[How to complete this task]: Your task is to transcribe the data exactly while omitting each picture.

[Natural-language object grounding data]
────────

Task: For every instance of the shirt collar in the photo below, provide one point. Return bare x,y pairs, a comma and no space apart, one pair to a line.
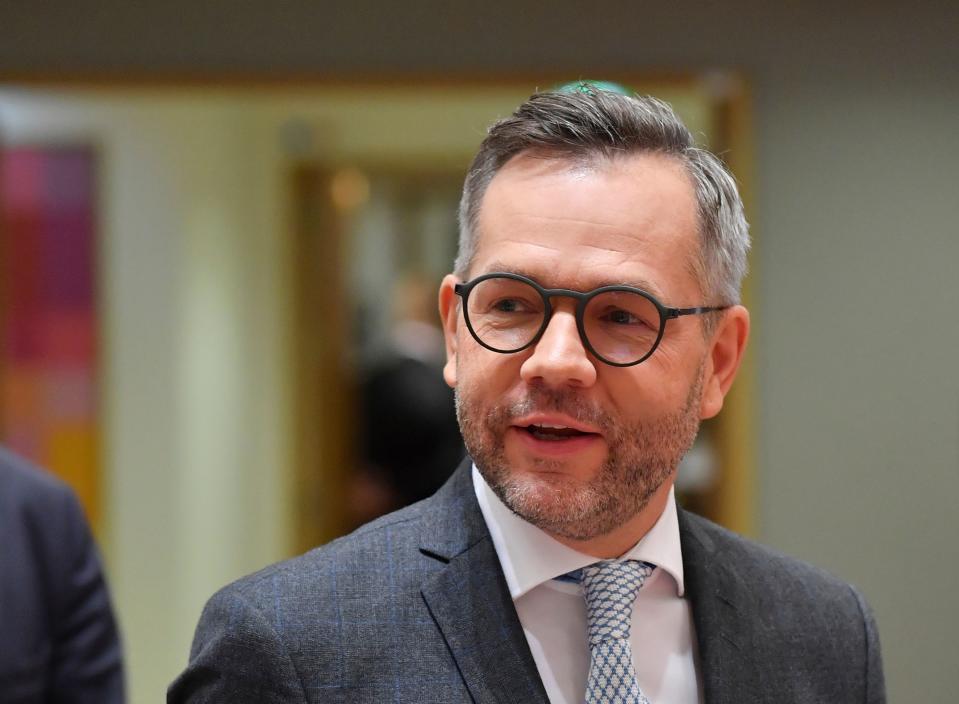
530,557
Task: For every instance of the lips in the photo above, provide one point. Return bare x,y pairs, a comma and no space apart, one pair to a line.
554,429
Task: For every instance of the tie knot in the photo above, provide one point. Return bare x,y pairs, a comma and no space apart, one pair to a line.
610,588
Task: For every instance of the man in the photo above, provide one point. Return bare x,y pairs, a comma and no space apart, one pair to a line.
58,637
592,322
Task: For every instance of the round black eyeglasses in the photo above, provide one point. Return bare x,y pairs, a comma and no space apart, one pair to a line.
620,325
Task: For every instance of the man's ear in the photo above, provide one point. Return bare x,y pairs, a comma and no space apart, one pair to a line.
727,345
449,315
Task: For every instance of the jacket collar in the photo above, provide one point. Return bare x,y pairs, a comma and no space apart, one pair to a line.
470,602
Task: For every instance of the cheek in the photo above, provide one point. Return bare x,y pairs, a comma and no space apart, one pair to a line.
647,393
484,373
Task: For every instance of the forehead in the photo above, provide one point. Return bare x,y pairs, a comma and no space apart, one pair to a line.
581,225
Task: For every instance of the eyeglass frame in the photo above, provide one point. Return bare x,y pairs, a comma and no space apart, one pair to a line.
463,290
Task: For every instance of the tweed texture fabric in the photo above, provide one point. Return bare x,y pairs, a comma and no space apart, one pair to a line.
414,609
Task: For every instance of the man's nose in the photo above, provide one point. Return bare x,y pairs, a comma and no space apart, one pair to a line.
559,357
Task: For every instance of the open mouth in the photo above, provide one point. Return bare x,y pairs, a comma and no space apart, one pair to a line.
555,433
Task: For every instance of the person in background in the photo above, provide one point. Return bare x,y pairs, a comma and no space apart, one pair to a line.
59,642
409,440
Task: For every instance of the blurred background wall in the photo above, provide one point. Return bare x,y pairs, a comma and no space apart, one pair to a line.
855,109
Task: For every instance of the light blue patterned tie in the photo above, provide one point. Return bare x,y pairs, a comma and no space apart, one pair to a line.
610,590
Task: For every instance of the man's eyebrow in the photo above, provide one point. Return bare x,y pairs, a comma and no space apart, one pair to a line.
642,284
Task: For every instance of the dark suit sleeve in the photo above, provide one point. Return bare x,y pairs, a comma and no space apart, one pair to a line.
86,661
875,681
236,657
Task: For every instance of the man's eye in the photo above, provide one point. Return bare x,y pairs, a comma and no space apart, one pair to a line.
623,317
509,305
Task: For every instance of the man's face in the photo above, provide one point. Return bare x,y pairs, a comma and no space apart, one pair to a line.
569,443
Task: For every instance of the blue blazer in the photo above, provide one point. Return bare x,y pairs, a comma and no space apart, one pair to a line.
414,608
58,636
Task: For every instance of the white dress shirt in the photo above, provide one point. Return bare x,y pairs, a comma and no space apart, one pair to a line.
553,612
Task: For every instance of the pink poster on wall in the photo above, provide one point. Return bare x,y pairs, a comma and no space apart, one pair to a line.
48,320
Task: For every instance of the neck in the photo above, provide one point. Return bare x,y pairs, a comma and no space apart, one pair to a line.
621,539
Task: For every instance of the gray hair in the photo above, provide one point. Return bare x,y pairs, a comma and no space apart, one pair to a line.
590,123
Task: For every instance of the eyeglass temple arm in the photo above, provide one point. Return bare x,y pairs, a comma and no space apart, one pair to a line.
677,312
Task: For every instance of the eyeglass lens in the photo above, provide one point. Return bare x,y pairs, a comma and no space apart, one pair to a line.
506,314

────────

[Answer to the problem]:
Task: For every instance of the shirt collar in the photo below, provide one point. Return bare x,y pairs, a comma and no space apart, one pair to a line.
530,557
Task: For every instance of the lips in the photo above, provide one point. Return bare x,y pairs, a comma and no space apart, one pair to a line.
554,429
Task: For every instance of the tie knot in the photo above, provide one point. Return bare x,y pairs, a comma and no space apart, one pair to a line.
610,588
Task: For every instance of the man in the photo above, provide one point. Return bare x,y pairs, a comma and no space apart, one pair to a line.
58,637
592,322
Task: For every instance of the round black eyeglasses in the photo above, provide one point. Return bare x,y pairs, a comma and no space apart, one pair to a line.
620,325
Task: For every instance of the man's ear in the photo above, provide one point. Return bare x,y pairs, a comma and no space apart, one pair to a line.
727,345
449,315
Task: For every instance of the jacket collar in the photo above, provide one point. Return bare x,y pairs, a comma and no space apart, one pair to a line.
470,602
Task: For every instance of the cheek in the photo above, provide one point. Return bare x,y pairs, a comma and no space apart, one pair to a line.
647,393
484,373
Task: For every instance of the forehead in the photo above, provide one point. Return bare x,y pairs, a comma and no space apart, one pair to a line.
581,225
Task: For every instance of the eyeglass frame in the photo above, provide one point. Return bare x,y pairs, a comma and no space apart, one pair to a line.
463,290
Task: For every instance of the tweed texture fabric in the photo above, provide one point. Return bare x,y pairs, a comma and no space apart, one pair to a line.
414,609
Task: For every instance of the man's nose in the photo above, provide one point. Return bare x,y pairs, a comma and no space apart, one pair to a line.
559,357
Task: For every instance of the open mouth in the photo above, provide one point. Return bare x,y pairs, a comma and no space apart, one pair to a line.
555,433
Task: For every instance of the person in background in the photo above, provide one point. Return bare x,y pairs, a comma and no space apart, one pair to a line.
59,642
409,440
Task: For every instance of the blurred background wall in the photo above, provide one point. Return bare x,y pairs, a comma and no space apart, one pair to a line.
855,109
Task: For every instance of the light blue patterned tie in the photo above, provide one point. Return bare x,y pairs, a comma and no space apart, one pair to a line.
610,590
Task: For every instance of the man's eyebrow in the photo above, provide one point. Return bare x,y pairs, a comma and no space apart, one pair to a line.
642,284
Task: For every instance of the dark suit sleeve in the photo above, provide one point. Return bare x,y pairs, a comma and no space apart, one pair to a line.
86,661
875,681
236,657
Task: For every instance of the man's eye in the photo above, provide one point. Return bare x,y pairs, a comma and no space apart, one pair to a line.
623,317
509,305
Task: For every instance of the man's face in the photo above, provide one point. Return bare x,y pairs, a comma and no space apart, one pair to a line.
569,443
Task: For every instance of the blue blazer in the photo above, provide one point. Return bare x,y pairs, a comma and no space apart, one pair to a line.
414,608
58,636
Task: For every instance of the white dress shirt in the photo above, provide one point. Return bare x,y pairs, a comma and no space apart, one pair to a line.
553,612
Task: For every instance of the pink poster on wall in the photo above, provide one point. Return bare x,y pairs, a comma and no space apart, one pair to a line.
48,320
Task: For every instance of the neck in the photo above, provide one point. Return bare x,y pairs, a comma and no space apart, one pair to a line.
621,539
Task: For every instance of the gray hair in the photo above, provide one point. Return bare x,y pairs, a comma and no space apart, one pair to a line.
590,123
Task: For every instance of the eyeglass temple arm in the photo above, provide one point. Return bare x,y pairs, a comma and no space apart, one pair to a line.
677,312
Task: For every instance of the eyeglass lens in the photo above, provide one point. Return bare x,y pairs, a comma and no space apart, one pair to a line.
506,314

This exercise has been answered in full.